Rewrite the items below with every "rough mask" changed to "coarse mask" and nothing else altered.

*** Opening Material supplied ***

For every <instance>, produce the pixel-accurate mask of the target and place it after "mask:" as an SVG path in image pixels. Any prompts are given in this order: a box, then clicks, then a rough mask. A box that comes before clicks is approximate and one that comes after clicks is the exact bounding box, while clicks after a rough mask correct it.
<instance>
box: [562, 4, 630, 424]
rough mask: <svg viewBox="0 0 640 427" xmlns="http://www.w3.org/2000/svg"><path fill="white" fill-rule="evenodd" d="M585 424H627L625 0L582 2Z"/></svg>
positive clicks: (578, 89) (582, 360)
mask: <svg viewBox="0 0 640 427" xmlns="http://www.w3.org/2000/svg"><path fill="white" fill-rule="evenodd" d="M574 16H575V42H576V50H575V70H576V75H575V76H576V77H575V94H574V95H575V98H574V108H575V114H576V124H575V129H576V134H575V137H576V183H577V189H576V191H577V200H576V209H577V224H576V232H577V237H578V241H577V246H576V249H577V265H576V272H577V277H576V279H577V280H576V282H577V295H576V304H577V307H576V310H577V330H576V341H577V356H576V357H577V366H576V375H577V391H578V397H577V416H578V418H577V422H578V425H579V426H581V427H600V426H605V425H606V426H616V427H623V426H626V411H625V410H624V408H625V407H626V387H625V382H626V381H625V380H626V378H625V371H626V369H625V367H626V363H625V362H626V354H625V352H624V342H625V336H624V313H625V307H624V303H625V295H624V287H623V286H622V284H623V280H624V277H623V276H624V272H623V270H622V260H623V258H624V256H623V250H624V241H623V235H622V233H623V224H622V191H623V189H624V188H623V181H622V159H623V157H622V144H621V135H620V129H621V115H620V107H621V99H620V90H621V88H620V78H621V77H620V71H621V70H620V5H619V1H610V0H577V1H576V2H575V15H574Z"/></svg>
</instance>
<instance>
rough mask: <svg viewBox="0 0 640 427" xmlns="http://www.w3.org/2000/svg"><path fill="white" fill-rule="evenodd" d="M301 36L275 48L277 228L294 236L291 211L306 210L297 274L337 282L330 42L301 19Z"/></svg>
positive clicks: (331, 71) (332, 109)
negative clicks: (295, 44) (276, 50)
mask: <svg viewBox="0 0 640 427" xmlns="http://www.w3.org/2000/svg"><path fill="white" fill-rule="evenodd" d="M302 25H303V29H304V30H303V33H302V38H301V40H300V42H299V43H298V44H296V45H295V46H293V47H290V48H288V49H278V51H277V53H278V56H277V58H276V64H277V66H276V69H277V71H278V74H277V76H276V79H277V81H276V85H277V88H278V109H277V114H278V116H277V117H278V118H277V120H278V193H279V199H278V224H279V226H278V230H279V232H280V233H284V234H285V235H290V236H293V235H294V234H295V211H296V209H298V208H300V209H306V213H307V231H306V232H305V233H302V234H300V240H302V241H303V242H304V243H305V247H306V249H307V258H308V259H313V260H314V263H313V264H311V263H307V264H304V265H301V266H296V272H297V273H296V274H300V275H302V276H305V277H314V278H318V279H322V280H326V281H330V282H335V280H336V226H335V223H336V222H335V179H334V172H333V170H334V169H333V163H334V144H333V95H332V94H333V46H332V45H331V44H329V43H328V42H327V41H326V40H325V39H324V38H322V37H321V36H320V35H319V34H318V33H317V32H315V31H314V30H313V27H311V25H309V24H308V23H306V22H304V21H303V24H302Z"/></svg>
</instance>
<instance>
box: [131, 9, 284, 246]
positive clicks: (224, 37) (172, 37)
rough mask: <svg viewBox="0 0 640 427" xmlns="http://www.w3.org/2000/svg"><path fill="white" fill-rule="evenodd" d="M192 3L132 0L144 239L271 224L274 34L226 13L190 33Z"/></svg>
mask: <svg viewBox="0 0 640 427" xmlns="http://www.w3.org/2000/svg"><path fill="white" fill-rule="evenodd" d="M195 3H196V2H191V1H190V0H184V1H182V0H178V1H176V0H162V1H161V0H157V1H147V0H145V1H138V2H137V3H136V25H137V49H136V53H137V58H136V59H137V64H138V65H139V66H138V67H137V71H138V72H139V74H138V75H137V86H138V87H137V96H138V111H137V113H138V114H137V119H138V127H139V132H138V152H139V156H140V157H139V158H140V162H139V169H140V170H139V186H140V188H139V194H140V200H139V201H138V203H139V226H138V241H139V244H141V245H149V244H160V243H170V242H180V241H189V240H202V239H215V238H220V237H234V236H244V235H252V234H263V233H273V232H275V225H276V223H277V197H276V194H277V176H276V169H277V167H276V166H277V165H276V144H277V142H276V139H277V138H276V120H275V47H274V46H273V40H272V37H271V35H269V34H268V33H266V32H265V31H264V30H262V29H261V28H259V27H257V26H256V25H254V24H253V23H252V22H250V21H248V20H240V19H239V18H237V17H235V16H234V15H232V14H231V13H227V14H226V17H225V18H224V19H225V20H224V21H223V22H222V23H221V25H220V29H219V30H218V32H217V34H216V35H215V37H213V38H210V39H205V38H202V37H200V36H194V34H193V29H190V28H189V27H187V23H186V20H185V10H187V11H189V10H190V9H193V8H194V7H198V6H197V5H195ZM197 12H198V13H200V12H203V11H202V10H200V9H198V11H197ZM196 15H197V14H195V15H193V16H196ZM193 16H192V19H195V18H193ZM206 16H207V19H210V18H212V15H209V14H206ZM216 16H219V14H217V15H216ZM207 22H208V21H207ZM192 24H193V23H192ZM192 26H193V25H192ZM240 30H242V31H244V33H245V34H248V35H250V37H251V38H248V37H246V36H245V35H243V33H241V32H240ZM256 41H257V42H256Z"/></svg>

*** Closing Material supplied ***

> _Response below_:
For every <instance>, produce the pixel-accurate mask of the target and place it after "mask:" as an SVG path in image pixels. Any prompts are given in this order: a box, then clicks, then a coarse mask. A box that comes before clicks is approximate and one that comes after clicks is the exact bounding box, while clicks after a coarse mask correct it.
<instance>
box: [562, 4, 630, 424]
coarse mask: <svg viewBox="0 0 640 427" xmlns="http://www.w3.org/2000/svg"><path fill="white" fill-rule="evenodd" d="M585 424H627L625 0L582 2Z"/></svg>
positive clicks: (578, 89) (582, 360)
mask: <svg viewBox="0 0 640 427" xmlns="http://www.w3.org/2000/svg"><path fill="white" fill-rule="evenodd" d="M574 16H575V42H576V50H575V70H576V75H575V76H576V77H575V94H574V95H575V98H574V108H575V114H576V124H575V129H576V134H575V137H576V183H577V189H576V191H577V200H576V209H577V224H576V232H577V237H578V241H577V246H576V249H577V265H576V272H577V277H576V279H577V280H576V282H577V295H576V304H577V307H576V310H577V330H576V341H577V356H576V357H577V366H576V375H577V391H578V397H577V416H578V418H577V422H578V425H579V426H581V427H600V426H605V425H606V426H616V427H623V426H626V411H625V410H624V408H625V407H626V387H625V382H626V381H625V380H626V378H625V371H626V369H625V367H626V363H625V362H626V354H625V352H624V342H625V336H624V313H625V307H624V303H625V295H624V287H623V286H622V284H623V280H624V277H623V276H624V272H623V270H622V260H623V258H624V256H623V250H624V241H623V235H622V233H623V224H622V191H623V189H624V188H623V181H622V159H623V157H622V144H621V135H620V129H621V115H620V107H621V99H620V90H621V88H620V78H621V77H620V71H621V70H620V5H619V1H610V0H577V1H576V2H575V15H574Z"/></svg>
</instance>
<instance>
coarse mask: <svg viewBox="0 0 640 427" xmlns="http://www.w3.org/2000/svg"><path fill="white" fill-rule="evenodd" d="M301 36L275 48L277 228L294 236L291 211L306 210L297 274L337 282L330 42L301 19Z"/></svg>
positive clicks: (331, 71) (332, 109)
negative clicks: (295, 44) (276, 50)
mask: <svg viewBox="0 0 640 427" xmlns="http://www.w3.org/2000/svg"><path fill="white" fill-rule="evenodd" d="M302 25H303V29H304V30H303V33H302V38H301V40H300V42H299V43H298V44H296V45H295V46H293V47H290V48H288V49H278V51H277V53H278V56H277V58H276V64H277V66H276V69H277V71H278V74H277V76H276V79H277V81H276V85H277V88H278V109H277V114H278V116H277V117H278V118H277V120H278V193H279V199H278V224H279V226H278V230H279V232H280V233H284V234H285V235H290V236H293V235H294V234H295V211H296V209H298V208H300V209H306V213H307V231H306V232H305V233H302V234H300V240H302V241H303V242H304V243H305V247H306V249H307V258H308V259H313V260H314V263H313V264H311V263H307V264H304V265H301V266H296V272H297V273H296V274H300V275H302V276H305V277H314V278H318V279H322V280H326V281H330V282H335V280H336V226H335V223H336V222H335V179H334V172H333V170H334V169H333V163H334V144H333V95H332V94H333V46H332V45H331V44H329V43H328V42H327V41H326V40H325V39H324V38H322V37H321V36H320V35H319V34H318V33H317V32H315V31H314V30H313V27H311V25H309V24H308V23H306V22H304V21H303V24H302Z"/></svg>
</instance>
<instance>
box: [131, 9, 284, 246]
positive clicks: (224, 37) (172, 37)
coarse mask: <svg viewBox="0 0 640 427" xmlns="http://www.w3.org/2000/svg"><path fill="white" fill-rule="evenodd" d="M192 3L132 0L144 239L271 224L274 34L226 13L190 33Z"/></svg>
mask: <svg viewBox="0 0 640 427" xmlns="http://www.w3.org/2000/svg"><path fill="white" fill-rule="evenodd" d="M195 3H196V2H191V1H190V0H184V1H182V0H178V1H176V0H162V1H161V0H157V1H147V0H145V1H138V2H137V3H136V25H137V49H136V53H137V58H136V59H137V64H138V65H139V66H138V67H137V71H138V72H139V74H138V75H137V86H138V87H137V96H138V111H137V113H138V114H137V119H138V127H139V132H138V152H139V156H140V157H139V158H140V162H139V169H140V170H139V186H140V188H139V194H140V200H139V201H138V203H139V226H138V241H139V244H141V245H149V244H160V243H170V242H180V241H189V240H202V239H215V238H220V237H234V236H244V235H252V234H263V233H273V232H275V225H276V223H277V197H276V194H277V176H276V169H277V167H276V166H277V165H276V144H277V142H276V139H277V138H276V120H275V47H274V46H273V40H272V37H271V35H269V34H268V33H266V32H265V31H264V30H262V29H261V28H259V27H257V26H256V25H254V24H253V23H252V22H250V21H248V20H240V19H239V18H237V17H235V16H234V15H232V14H231V13H227V14H226V17H225V18H224V19H225V20H224V21H223V22H222V23H221V25H220V29H219V30H218V32H217V34H216V35H215V37H213V38H210V39H205V38H202V37H200V36H194V34H193V29H190V28H189V27H187V23H186V20H185V10H187V11H189V10H190V9H193V8H194V7H198V6H197V5H195ZM197 12H198V13H200V12H203V11H202V10H200V9H198V11H197ZM196 15H197V14H195V15H193V16H196ZM193 16H192V19H195V18H193ZM206 16H207V19H210V18H212V15H209V14H206ZM216 16H219V14H217V15H216ZM207 22H208V21H207ZM192 24H193V23H192ZM192 26H193V25H192ZM240 30H242V31H244V33H245V34H248V35H250V37H251V38H248V37H246V36H245V35H243V33H241V32H240ZM256 41H257V42H256Z"/></svg>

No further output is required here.